* WORK TO COMPLETE:
How many lines in the records below contain the word "stalk"? Answer with the number and nothing else.

* MATERIAL FOR THIS TASK:
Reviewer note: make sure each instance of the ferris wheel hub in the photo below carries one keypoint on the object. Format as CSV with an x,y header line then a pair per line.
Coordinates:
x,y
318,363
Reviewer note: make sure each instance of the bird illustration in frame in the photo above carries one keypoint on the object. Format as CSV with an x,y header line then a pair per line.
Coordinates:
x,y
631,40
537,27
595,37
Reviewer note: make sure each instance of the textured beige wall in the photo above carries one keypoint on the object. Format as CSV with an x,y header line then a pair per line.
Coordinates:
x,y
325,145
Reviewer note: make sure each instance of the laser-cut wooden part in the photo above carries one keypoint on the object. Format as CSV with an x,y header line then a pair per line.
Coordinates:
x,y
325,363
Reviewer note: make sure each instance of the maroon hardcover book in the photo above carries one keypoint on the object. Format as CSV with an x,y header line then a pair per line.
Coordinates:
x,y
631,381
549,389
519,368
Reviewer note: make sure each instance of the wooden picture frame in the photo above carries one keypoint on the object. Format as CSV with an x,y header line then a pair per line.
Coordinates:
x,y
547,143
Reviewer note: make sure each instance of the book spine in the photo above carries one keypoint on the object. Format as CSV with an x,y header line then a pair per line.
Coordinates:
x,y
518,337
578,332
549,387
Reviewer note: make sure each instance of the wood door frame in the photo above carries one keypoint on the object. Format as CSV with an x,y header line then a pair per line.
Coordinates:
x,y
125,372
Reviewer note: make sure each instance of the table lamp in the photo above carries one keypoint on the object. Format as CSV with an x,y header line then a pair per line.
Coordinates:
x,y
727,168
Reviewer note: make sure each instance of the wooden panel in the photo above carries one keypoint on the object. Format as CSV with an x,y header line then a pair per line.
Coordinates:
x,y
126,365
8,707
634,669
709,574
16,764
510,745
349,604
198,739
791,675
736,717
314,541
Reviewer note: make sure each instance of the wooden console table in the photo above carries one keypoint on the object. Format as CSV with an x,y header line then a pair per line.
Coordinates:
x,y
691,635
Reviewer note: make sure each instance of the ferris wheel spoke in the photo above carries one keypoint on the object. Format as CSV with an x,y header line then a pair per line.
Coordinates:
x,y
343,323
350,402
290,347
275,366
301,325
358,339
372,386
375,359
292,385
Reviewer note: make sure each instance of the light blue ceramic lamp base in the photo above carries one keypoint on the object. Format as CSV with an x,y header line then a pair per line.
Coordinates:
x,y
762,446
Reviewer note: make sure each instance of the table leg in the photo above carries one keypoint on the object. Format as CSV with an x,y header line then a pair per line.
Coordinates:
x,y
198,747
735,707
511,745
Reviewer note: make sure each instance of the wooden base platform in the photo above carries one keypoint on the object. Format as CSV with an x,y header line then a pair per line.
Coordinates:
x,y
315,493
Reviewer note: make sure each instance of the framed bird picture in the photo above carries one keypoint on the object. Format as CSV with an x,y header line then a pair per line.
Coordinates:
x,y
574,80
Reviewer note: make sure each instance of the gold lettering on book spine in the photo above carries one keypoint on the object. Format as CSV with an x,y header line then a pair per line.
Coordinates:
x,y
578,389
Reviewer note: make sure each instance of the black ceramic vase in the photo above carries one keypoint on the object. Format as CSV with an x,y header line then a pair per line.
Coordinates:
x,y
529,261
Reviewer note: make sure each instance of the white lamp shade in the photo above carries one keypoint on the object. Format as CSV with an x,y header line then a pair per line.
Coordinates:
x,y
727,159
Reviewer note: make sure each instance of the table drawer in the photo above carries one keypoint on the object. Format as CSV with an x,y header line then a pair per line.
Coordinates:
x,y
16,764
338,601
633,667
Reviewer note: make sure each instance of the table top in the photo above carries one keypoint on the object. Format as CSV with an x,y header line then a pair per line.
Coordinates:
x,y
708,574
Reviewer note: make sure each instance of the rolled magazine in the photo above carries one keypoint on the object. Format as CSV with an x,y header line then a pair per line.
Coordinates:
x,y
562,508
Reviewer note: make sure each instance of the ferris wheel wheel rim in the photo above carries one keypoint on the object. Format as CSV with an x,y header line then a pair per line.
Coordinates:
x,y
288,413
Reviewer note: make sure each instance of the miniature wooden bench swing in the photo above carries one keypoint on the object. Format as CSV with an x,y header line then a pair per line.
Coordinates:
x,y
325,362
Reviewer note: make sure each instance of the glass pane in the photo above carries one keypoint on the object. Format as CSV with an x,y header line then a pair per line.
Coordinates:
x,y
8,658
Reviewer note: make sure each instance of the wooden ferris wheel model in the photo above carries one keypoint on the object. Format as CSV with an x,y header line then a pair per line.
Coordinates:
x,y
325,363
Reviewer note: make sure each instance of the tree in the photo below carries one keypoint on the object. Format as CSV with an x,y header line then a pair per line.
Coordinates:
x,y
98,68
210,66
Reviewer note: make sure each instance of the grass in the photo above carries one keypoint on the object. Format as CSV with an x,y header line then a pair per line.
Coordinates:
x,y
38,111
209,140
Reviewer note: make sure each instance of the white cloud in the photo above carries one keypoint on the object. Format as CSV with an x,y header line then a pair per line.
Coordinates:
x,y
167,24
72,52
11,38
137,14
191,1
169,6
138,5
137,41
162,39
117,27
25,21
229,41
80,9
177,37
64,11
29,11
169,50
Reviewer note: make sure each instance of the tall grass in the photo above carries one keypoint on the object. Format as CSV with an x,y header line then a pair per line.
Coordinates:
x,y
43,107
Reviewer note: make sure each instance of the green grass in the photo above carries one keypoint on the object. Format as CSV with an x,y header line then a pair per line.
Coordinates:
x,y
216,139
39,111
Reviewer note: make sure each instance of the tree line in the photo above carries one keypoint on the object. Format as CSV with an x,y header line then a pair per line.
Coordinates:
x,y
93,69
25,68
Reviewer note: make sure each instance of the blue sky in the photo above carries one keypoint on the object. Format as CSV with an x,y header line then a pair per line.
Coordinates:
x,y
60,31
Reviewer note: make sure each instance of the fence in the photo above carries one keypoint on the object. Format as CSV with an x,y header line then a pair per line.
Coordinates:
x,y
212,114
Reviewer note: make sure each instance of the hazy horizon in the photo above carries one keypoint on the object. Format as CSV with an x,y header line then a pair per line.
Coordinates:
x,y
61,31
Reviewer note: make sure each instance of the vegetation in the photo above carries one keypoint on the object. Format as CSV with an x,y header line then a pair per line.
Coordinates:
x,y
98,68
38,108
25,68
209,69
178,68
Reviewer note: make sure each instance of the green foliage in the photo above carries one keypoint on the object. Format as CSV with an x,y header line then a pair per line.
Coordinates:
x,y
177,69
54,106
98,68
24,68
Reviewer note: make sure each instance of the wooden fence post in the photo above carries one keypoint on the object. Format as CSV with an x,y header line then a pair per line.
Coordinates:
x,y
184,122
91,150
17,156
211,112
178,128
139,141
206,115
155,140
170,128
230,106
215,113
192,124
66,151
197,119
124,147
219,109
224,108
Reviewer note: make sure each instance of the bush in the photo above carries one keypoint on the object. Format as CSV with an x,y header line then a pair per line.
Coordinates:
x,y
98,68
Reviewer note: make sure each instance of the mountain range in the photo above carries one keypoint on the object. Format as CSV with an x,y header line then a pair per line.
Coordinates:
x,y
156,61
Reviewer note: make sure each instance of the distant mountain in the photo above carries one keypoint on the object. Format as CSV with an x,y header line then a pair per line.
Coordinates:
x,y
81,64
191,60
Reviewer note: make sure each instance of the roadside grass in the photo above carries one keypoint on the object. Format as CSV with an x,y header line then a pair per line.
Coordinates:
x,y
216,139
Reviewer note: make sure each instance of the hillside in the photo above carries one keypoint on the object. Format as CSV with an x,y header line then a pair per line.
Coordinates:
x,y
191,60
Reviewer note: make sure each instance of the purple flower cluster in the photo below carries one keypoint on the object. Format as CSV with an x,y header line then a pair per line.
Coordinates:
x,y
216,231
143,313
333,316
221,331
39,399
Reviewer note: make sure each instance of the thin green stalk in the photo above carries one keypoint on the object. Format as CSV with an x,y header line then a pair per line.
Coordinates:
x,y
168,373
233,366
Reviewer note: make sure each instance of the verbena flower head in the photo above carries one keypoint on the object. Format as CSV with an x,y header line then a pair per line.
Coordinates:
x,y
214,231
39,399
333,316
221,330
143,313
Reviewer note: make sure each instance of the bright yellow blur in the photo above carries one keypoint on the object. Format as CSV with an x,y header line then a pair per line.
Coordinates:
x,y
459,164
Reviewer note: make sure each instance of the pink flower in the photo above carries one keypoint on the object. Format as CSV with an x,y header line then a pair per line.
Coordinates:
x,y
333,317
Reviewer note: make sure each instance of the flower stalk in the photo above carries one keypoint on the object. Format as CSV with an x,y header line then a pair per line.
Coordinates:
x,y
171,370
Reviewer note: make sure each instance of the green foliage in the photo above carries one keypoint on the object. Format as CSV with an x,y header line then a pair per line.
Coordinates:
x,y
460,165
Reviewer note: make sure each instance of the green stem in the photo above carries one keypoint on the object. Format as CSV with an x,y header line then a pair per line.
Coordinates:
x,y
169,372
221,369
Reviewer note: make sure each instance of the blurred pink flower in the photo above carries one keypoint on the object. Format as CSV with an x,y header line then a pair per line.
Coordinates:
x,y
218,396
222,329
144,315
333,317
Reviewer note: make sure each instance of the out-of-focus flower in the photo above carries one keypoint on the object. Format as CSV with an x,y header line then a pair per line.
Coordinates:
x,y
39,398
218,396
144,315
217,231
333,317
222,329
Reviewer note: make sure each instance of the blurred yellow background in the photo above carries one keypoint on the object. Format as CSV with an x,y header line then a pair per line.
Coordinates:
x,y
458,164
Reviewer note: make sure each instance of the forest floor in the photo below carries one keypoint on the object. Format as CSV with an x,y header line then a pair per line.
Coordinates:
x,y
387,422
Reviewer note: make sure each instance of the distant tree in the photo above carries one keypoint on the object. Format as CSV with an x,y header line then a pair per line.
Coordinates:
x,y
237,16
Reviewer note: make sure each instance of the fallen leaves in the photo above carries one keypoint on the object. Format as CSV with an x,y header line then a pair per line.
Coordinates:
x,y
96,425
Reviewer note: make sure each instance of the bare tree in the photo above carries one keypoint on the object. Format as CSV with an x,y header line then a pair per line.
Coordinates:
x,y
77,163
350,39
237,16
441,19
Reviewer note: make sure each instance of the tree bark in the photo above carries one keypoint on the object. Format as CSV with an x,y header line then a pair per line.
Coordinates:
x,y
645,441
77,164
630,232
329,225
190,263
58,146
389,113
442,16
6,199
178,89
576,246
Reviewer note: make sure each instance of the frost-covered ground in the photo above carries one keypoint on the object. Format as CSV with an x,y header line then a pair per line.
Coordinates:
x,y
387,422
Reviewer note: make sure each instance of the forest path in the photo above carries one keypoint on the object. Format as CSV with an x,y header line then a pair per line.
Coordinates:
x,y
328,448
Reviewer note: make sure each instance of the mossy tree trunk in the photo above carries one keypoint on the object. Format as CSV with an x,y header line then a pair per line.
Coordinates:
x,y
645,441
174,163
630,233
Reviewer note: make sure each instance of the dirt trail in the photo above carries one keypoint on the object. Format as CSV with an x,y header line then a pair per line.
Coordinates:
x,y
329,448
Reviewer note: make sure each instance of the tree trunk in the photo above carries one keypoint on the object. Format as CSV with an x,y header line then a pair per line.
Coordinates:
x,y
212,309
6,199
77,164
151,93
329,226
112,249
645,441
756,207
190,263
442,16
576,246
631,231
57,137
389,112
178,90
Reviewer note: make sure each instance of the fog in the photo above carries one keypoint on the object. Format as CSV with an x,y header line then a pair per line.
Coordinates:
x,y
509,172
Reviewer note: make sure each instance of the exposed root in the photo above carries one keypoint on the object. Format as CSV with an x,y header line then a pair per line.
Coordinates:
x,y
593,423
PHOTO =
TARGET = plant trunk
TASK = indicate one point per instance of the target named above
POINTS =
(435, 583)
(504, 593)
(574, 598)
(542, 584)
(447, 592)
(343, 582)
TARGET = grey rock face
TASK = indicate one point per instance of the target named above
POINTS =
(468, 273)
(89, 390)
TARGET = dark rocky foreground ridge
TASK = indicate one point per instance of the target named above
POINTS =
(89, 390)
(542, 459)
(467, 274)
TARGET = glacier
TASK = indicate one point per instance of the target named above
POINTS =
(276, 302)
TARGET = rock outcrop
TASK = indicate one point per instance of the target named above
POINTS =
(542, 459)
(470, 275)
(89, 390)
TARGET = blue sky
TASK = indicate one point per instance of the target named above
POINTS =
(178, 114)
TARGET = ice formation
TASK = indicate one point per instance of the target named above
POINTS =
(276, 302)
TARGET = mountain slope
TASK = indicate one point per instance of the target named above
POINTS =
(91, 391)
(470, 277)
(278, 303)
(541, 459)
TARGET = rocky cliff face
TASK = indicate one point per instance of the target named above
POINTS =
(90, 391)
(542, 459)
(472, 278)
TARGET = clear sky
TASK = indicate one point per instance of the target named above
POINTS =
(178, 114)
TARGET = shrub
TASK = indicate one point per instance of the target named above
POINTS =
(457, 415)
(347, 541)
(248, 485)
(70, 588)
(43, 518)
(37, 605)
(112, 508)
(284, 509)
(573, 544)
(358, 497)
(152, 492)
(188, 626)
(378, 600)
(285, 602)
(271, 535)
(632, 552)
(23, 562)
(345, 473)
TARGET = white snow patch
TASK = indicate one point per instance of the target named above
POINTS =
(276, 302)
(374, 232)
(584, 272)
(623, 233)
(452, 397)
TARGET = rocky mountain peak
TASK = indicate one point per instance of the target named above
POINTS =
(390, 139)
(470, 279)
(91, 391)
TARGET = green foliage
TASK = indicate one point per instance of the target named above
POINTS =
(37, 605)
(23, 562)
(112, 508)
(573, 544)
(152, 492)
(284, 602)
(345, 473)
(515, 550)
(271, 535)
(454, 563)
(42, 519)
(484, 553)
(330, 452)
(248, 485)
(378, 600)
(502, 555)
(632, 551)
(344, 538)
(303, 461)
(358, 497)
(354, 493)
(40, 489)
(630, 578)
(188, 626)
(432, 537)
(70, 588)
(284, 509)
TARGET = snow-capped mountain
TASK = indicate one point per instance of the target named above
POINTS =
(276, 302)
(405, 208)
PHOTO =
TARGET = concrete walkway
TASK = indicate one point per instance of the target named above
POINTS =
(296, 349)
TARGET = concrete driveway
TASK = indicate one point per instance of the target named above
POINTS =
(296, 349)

* SOLUTION FOR THIS EXERCISE:
2